ENTRIES PROVIDED
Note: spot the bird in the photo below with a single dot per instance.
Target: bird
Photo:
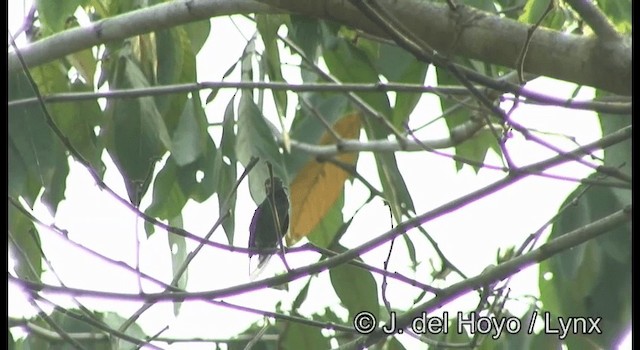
(270, 220)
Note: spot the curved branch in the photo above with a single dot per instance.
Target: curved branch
(351, 254)
(485, 37)
(502, 271)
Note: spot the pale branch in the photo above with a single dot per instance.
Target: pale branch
(458, 135)
(185, 264)
(97, 324)
(490, 38)
(56, 327)
(423, 51)
(137, 22)
(574, 58)
(307, 247)
(530, 96)
(51, 336)
(595, 18)
(351, 254)
(502, 271)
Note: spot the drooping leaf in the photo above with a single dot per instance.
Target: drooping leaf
(138, 134)
(176, 63)
(178, 249)
(256, 139)
(24, 242)
(54, 14)
(394, 188)
(190, 136)
(300, 336)
(198, 33)
(226, 172)
(268, 26)
(35, 151)
(317, 185)
(578, 281)
(324, 232)
(397, 65)
(476, 148)
(306, 33)
(356, 288)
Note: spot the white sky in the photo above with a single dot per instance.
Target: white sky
(469, 236)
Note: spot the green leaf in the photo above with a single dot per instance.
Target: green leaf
(400, 66)
(176, 63)
(411, 249)
(476, 148)
(393, 344)
(618, 156)
(452, 336)
(583, 277)
(198, 32)
(324, 232)
(78, 124)
(178, 249)
(139, 135)
(306, 33)
(168, 199)
(226, 173)
(54, 14)
(200, 189)
(618, 12)
(306, 126)
(25, 244)
(268, 26)
(393, 185)
(302, 296)
(351, 65)
(256, 139)
(356, 288)
(34, 150)
(300, 336)
(114, 321)
(190, 137)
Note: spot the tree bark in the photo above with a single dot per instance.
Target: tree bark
(467, 32)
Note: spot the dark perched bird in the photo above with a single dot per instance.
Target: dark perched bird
(272, 213)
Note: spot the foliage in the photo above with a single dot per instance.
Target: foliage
(169, 150)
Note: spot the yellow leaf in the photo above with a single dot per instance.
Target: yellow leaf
(318, 185)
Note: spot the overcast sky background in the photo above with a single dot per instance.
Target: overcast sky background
(469, 236)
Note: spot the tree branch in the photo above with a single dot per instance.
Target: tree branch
(492, 39)
(502, 271)
(352, 253)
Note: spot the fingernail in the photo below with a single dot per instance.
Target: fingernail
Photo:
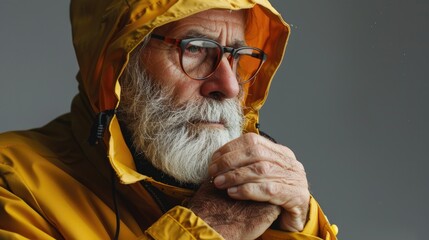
(219, 180)
(213, 169)
(232, 190)
(216, 155)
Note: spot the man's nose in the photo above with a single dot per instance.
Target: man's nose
(222, 84)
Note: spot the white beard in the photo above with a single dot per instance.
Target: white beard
(172, 137)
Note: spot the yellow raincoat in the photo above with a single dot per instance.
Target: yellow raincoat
(55, 185)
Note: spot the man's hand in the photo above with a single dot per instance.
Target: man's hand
(231, 218)
(252, 167)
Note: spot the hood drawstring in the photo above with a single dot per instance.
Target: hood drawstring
(99, 125)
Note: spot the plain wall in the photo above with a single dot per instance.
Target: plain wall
(351, 99)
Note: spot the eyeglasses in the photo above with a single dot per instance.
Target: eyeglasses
(200, 57)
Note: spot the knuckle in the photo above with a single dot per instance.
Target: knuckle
(246, 190)
(272, 189)
(251, 138)
(262, 168)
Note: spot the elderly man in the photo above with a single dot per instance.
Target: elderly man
(174, 151)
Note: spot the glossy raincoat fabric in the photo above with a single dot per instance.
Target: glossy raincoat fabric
(55, 185)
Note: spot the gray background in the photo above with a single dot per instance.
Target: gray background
(351, 99)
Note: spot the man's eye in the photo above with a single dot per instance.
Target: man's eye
(194, 49)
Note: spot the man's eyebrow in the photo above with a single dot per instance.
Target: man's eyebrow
(196, 34)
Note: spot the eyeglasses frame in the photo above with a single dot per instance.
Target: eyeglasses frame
(182, 43)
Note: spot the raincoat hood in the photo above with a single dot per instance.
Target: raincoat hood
(105, 32)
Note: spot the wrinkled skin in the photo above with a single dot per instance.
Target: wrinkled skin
(256, 181)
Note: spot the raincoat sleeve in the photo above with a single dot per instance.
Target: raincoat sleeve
(183, 222)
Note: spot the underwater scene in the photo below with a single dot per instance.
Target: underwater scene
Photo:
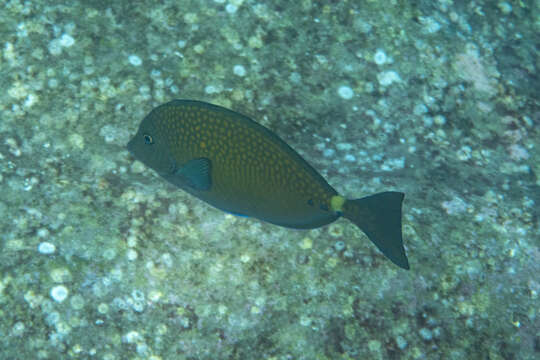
(281, 180)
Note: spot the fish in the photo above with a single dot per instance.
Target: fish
(241, 167)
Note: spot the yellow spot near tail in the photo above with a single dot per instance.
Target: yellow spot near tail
(336, 203)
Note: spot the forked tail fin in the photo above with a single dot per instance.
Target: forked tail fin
(379, 217)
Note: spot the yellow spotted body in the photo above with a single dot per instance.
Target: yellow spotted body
(239, 166)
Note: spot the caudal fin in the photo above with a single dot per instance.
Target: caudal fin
(379, 217)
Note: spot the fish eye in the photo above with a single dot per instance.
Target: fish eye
(148, 139)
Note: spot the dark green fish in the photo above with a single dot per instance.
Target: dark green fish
(241, 167)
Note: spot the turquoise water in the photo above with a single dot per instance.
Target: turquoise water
(100, 258)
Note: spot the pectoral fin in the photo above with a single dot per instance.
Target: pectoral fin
(196, 174)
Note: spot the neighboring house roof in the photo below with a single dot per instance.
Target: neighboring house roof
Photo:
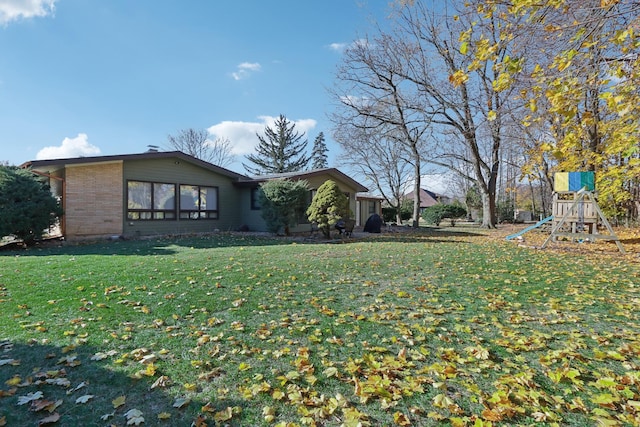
(367, 196)
(333, 172)
(140, 156)
(427, 198)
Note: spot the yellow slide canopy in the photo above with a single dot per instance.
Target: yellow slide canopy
(573, 181)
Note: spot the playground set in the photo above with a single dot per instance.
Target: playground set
(575, 212)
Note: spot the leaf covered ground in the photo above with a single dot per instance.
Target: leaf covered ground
(446, 327)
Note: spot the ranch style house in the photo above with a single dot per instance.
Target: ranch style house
(170, 192)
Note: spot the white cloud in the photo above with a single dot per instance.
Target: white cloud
(70, 147)
(338, 47)
(245, 69)
(13, 10)
(242, 135)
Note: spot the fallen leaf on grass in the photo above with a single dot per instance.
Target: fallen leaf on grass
(12, 362)
(181, 402)
(39, 405)
(134, 417)
(29, 397)
(118, 401)
(53, 418)
(84, 399)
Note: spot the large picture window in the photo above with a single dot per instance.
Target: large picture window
(151, 200)
(198, 202)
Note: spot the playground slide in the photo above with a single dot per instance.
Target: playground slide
(536, 225)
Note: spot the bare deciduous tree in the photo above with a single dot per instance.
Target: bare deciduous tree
(374, 95)
(379, 160)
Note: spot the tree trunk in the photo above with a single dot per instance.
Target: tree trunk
(416, 199)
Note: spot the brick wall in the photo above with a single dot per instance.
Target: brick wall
(94, 200)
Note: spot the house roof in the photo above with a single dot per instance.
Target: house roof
(241, 179)
(39, 164)
(333, 172)
(427, 198)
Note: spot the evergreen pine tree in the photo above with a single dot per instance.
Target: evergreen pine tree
(281, 150)
(319, 153)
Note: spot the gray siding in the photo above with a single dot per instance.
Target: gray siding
(175, 171)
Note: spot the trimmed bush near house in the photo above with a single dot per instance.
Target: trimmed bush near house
(435, 214)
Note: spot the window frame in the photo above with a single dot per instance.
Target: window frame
(198, 213)
(255, 198)
(152, 213)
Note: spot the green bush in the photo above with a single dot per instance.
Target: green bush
(27, 207)
(282, 202)
(406, 211)
(328, 206)
(436, 213)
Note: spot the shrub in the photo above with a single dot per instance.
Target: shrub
(282, 203)
(328, 206)
(436, 213)
(27, 207)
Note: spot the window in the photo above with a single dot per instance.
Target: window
(255, 199)
(151, 200)
(198, 202)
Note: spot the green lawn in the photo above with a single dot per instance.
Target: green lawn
(441, 328)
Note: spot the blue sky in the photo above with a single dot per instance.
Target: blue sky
(103, 77)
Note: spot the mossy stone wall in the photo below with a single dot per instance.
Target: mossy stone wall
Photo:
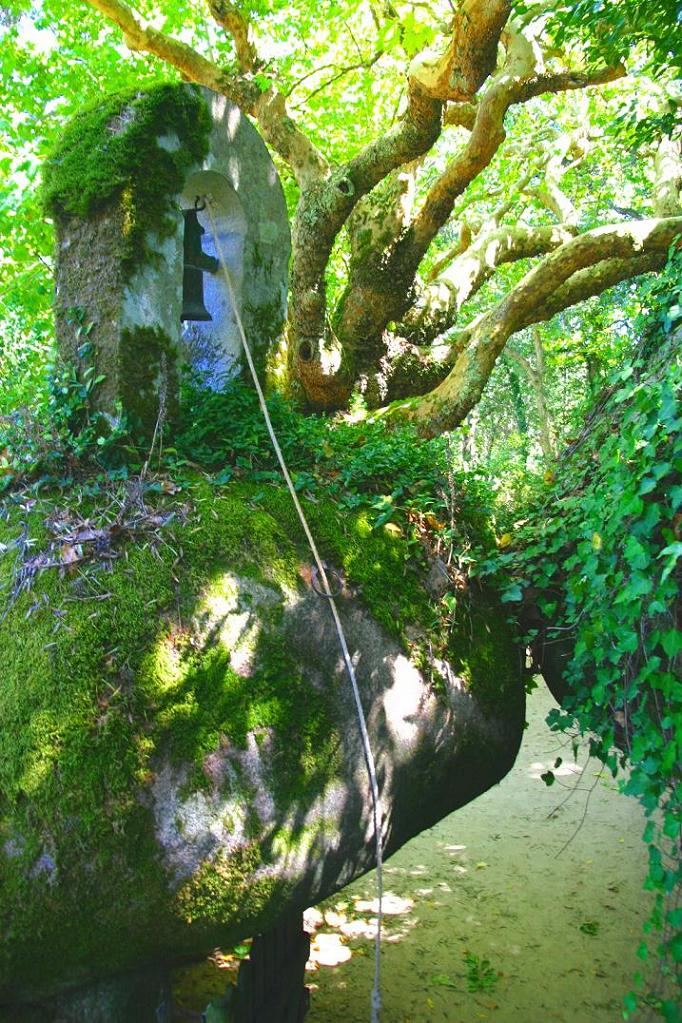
(114, 186)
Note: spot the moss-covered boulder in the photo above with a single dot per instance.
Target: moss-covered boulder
(180, 761)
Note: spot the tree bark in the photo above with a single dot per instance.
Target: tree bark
(560, 279)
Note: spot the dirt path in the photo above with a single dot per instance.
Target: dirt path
(484, 901)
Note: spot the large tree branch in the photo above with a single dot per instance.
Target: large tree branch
(233, 20)
(579, 269)
(471, 53)
(440, 302)
(269, 107)
(519, 80)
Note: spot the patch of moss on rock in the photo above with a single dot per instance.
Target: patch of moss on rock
(89, 710)
(147, 373)
(104, 157)
(173, 660)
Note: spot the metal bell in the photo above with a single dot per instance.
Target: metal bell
(196, 262)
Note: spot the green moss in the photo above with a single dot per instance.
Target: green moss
(96, 693)
(105, 153)
(228, 886)
(484, 651)
(147, 368)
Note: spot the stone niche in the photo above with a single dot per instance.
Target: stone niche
(120, 246)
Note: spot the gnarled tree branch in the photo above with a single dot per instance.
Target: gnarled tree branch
(567, 275)
(269, 107)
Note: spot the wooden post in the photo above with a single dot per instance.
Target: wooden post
(270, 983)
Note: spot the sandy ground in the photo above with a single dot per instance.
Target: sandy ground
(489, 918)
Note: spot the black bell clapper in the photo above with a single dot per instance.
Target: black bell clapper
(196, 263)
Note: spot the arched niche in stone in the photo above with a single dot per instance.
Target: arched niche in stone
(214, 347)
(130, 300)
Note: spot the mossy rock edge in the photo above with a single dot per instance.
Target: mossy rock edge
(180, 760)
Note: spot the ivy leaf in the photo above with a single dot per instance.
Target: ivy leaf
(673, 551)
(672, 642)
(513, 592)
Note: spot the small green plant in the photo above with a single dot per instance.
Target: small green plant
(481, 975)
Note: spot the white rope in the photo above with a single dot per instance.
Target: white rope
(369, 758)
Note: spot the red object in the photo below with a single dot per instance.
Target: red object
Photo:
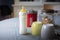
(31, 17)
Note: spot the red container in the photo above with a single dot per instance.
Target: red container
(31, 17)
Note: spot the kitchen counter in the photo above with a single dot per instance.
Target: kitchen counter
(9, 30)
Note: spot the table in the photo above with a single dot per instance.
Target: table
(9, 30)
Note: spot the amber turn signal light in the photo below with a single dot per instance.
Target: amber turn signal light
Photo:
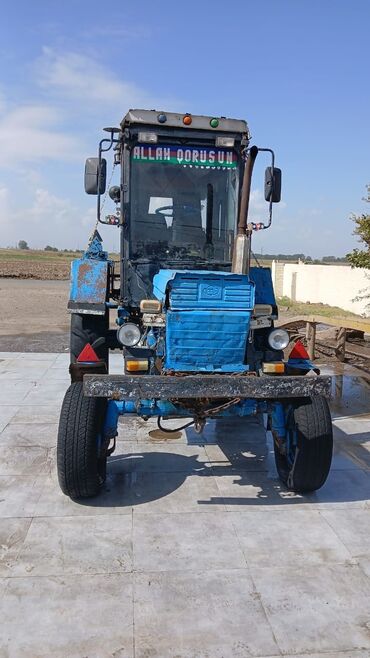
(137, 365)
(273, 368)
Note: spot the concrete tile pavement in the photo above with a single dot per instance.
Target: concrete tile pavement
(193, 549)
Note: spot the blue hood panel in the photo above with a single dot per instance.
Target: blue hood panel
(207, 320)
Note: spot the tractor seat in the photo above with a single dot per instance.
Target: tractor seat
(151, 228)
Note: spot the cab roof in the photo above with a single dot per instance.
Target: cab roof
(176, 120)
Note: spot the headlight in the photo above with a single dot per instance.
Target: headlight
(278, 339)
(129, 334)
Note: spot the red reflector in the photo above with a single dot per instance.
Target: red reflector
(88, 354)
(299, 351)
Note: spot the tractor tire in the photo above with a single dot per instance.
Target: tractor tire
(81, 463)
(308, 465)
(86, 329)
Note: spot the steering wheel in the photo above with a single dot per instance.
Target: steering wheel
(187, 209)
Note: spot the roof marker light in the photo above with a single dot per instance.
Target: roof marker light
(148, 138)
(228, 142)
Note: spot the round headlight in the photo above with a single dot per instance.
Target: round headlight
(129, 334)
(278, 339)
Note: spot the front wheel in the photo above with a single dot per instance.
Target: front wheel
(81, 453)
(303, 461)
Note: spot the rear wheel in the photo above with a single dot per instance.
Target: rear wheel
(305, 463)
(87, 329)
(81, 455)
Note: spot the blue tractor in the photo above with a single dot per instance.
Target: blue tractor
(194, 320)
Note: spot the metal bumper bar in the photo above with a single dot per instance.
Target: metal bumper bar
(167, 387)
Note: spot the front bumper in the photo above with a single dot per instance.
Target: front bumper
(212, 387)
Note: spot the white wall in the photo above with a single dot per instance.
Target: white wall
(336, 285)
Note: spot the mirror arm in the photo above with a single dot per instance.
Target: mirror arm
(264, 226)
(101, 150)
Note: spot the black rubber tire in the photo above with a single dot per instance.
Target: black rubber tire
(86, 329)
(81, 470)
(313, 454)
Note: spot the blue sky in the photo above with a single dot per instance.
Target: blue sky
(296, 70)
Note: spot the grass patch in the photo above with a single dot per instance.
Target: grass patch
(301, 308)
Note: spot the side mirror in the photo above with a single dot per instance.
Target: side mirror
(95, 179)
(273, 184)
(115, 193)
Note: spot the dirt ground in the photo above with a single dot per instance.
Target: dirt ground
(34, 315)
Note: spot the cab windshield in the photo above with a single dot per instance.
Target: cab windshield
(183, 204)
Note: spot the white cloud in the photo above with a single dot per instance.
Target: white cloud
(82, 79)
(29, 134)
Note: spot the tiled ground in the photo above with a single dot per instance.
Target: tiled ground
(193, 549)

STATED TASK
Using the material above, reproduce exactly the line that contains "Note: spot the tractor tire" and all lines after it through the last one, and only those.

EXPECTED ANSWER
Note: spot the tractor tire in the photo above with a single dot per instance.
Target: tractor tire
(81, 463)
(308, 465)
(86, 329)
Note: spot the steering wheel in the photo above with a single dot per instance.
Target: steering wheel
(187, 209)
Note: spot the roof marker light in the photo above with a single dot per instance.
Target: roof marker light
(148, 138)
(228, 142)
Note: spot the round headlight in the photo above with a single dot per instance.
Target: round headlight
(129, 334)
(278, 339)
Note: spot the front wheel in the photo above with a single dot per instance.
Target: front wheel
(81, 453)
(303, 461)
Note: spot the rear wheel in the photo above with a single dot per instance.
Target: rear wheel
(305, 463)
(87, 329)
(81, 455)
Note: spot the blue tractor in the photo above with a single dot per instance.
Target: blue tractor
(194, 320)
Note: spot the metal bumper bar in the photo above with a single dot per instance.
Target: metal bumper bar
(167, 387)
Note: spot the front bumper in the photo above with a single dot per instance.
Target: front bumper
(212, 387)
Note: spot the white wall in the photo above with a single dot per instance.
Target: white wall
(336, 285)
Note: spot the mirror arm in the photo above with a single dot per instance.
Target: mirror arm
(264, 226)
(101, 150)
Note: spot the black rubber tire in the photo above with a single dot per instance.
Target: black rubber tire
(86, 329)
(81, 470)
(313, 454)
Note: spot the blue sky in the photo above with a single dot per instance.
Target: blue sky
(296, 70)
Note: spot the grass patch in the photo above with a single dot per instance.
Target: grass patch
(301, 308)
Note: spot the side mirror in the photo above with a single dot per instance.
Target: side mirror
(95, 179)
(273, 184)
(115, 193)
Note: spot the dirt ground in the photo above with a single dot per instance.
Target: dirt ground
(34, 315)
Note: spot the cab windshield in the photo above with a single dot per instance.
Target: cab windshield
(183, 204)
Note: spot the white cloud in the photo above with a single dot per instance.
Target: white cloud
(82, 79)
(29, 134)
Note: spot the tiled ground in the photo above with a single dot per instance.
Target: tiled ground
(193, 549)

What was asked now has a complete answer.